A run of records

+--

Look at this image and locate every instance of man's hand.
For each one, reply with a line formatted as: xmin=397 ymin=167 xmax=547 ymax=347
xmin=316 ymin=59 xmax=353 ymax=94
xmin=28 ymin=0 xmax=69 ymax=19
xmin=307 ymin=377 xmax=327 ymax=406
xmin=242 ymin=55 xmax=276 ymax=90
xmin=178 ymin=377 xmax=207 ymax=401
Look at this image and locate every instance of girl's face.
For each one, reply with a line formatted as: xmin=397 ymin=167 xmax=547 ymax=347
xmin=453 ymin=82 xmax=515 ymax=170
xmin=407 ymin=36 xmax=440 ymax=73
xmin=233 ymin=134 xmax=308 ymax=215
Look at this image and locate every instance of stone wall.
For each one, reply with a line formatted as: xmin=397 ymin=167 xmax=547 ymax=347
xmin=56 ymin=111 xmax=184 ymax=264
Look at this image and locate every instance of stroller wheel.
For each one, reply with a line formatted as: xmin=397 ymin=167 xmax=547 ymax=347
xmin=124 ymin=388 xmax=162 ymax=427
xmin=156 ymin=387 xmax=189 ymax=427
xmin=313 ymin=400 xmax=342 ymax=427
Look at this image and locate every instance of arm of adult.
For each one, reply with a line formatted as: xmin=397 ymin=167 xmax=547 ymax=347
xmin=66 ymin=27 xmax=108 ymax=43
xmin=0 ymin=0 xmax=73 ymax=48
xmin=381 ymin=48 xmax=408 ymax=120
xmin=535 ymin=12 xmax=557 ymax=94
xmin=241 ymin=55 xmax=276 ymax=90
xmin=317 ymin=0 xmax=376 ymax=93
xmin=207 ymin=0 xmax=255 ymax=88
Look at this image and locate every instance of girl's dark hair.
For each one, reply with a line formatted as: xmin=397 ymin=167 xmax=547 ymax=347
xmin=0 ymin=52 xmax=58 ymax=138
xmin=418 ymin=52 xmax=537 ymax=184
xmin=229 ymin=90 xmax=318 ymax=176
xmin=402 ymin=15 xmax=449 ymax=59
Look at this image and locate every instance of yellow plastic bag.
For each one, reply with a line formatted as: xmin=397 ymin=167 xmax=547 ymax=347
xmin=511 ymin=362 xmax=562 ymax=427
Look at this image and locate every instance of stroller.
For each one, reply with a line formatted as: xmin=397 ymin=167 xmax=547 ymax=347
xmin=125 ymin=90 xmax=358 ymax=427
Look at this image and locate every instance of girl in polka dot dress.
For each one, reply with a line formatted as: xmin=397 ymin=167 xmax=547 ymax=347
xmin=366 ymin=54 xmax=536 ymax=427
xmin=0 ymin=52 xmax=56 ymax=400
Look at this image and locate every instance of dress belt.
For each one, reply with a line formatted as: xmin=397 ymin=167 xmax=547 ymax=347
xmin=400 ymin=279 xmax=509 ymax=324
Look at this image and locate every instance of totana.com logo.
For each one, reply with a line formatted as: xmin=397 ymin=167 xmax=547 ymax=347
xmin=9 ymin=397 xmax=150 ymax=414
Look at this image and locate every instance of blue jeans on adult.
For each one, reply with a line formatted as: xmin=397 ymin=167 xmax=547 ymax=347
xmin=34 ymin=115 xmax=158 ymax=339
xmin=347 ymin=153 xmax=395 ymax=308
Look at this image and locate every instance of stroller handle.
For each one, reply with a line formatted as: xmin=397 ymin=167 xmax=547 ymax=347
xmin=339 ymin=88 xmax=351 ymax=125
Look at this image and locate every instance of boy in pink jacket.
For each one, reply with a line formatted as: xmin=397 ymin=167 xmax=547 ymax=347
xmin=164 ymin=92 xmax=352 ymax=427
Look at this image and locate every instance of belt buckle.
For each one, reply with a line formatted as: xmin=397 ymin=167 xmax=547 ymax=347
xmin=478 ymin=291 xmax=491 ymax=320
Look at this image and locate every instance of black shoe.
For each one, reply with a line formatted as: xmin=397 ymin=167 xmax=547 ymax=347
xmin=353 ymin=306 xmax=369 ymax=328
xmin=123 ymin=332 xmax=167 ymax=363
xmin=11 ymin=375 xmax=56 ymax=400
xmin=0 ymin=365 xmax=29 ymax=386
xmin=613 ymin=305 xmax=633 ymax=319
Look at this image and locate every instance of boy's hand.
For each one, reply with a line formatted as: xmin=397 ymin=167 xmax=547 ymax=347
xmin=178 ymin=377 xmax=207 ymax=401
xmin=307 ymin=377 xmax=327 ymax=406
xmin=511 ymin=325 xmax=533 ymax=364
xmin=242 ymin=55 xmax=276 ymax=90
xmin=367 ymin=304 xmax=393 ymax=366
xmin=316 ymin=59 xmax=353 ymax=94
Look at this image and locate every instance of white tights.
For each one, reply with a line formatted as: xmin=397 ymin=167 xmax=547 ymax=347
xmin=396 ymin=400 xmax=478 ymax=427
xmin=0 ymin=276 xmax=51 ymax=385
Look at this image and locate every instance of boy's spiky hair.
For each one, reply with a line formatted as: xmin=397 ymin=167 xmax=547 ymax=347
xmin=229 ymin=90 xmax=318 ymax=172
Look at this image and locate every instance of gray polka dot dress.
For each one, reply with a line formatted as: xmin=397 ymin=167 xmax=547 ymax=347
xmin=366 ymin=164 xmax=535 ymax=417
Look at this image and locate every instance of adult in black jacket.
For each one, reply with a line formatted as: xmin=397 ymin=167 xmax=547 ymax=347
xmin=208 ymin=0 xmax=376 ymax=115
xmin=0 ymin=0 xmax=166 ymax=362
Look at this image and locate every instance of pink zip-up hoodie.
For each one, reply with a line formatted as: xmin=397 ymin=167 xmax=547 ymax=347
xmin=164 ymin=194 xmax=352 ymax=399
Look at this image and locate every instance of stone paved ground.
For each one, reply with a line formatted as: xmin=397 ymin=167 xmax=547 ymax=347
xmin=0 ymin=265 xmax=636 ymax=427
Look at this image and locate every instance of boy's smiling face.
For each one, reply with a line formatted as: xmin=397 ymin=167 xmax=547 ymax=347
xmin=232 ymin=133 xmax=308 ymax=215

+--

Turn everything above, from the line containing "Look at this image and locate every instance of stone wall." down to the line containing "xmin=347 ymin=153 xmax=395 ymax=308", into a numbered list. Leave out any blank lines.

**Solution for this problem:**
1. Look at this image and locate every instance of stone wall.
2. For each one, reply with a line formatted as: xmin=397 ymin=167 xmax=547 ymax=347
3. xmin=56 ymin=111 xmax=184 ymax=264
4. Look at this image and locate every instance of stroller wheel.
5. For each one, reply with a line formatted as: xmin=397 ymin=167 xmax=547 ymax=347
6. xmin=124 ymin=388 xmax=162 ymax=427
7. xmin=156 ymin=387 xmax=189 ymax=427
8. xmin=313 ymin=400 xmax=342 ymax=427
9. Look at this image and locate every instance of arm of adult.
10. For each one, reply with a line formatted as: xmin=397 ymin=167 xmax=547 ymax=347
11. xmin=66 ymin=27 xmax=108 ymax=43
12. xmin=0 ymin=0 xmax=73 ymax=48
13. xmin=381 ymin=48 xmax=408 ymax=120
14. xmin=535 ymin=12 xmax=557 ymax=94
15. xmin=241 ymin=55 xmax=276 ymax=90
16. xmin=317 ymin=0 xmax=376 ymax=93
17. xmin=207 ymin=0 xmax=255 ymax=88
18. Look at this image and locate every instance of girl's dark hair.
19. For each one, reply with a line formatted as: xmin=397 ymin=167 xmax=547 ymax=347
20. xmin=0 ymin=52 xmax=58 ymax=138
21. xmin=418 ymin=52 xmax=537 ymax=184
22. xmin=229 ymin=90 xmax=318 ymax=176
23. xmin=402 ymin=15 xmax=449 ymax=59
24. Look at this image and locate every instance of yellow plastic bag.
25. For each one, reply with a line formatted as: xmin=397 ymin=167 xmax=547 ymax=347
26. xmin=511 ymin=362 xmax=562 ymax=427
27. Look at this image and locate every instance of stroller.
28. For each one, reply with a line formatted as: xmin=397 ymin=167 xmax=547 ymax=347
29. xmin=125 ymin=90 xmax=358 ymax=427
30. Look at this image and locate every instance of girl in polka dot dress.
31. For each one, reply with a line formatted as: xmin=397 ymin=167 xmax=547 ymax=347
32. xmin=366 ymin=54 xmax=536 ymax=427
33. xmin=0 ymin=52 xmax=56 ymax=400
34. Look at this image and locate every instance of dress belt.
35. For each one, reply with a line formatted as: xmin=397 ymin=167 xmax=547 ymax=347
36. xmin=400 ymin=279 xmax=509 ymax=324
37. Look at this image and locate every instance of totana.com logo.
38. For each one, reply with a line formatted as: xmin=397 ymin=167 xmax=547 ymax=347
39. xmin=9 ymin=397 xmax=150 ymax=414
40. Look at this image and locate every instance of blue jeans on adult.
41. For each one, reply with a line formatted as: xmin=397 ymin=167 xmax=547 ymax=347
42. xmin=34 ymin=115 xmax=158 ymax=339
43. xmin=347 ymin=153 xmax=395 ymax=308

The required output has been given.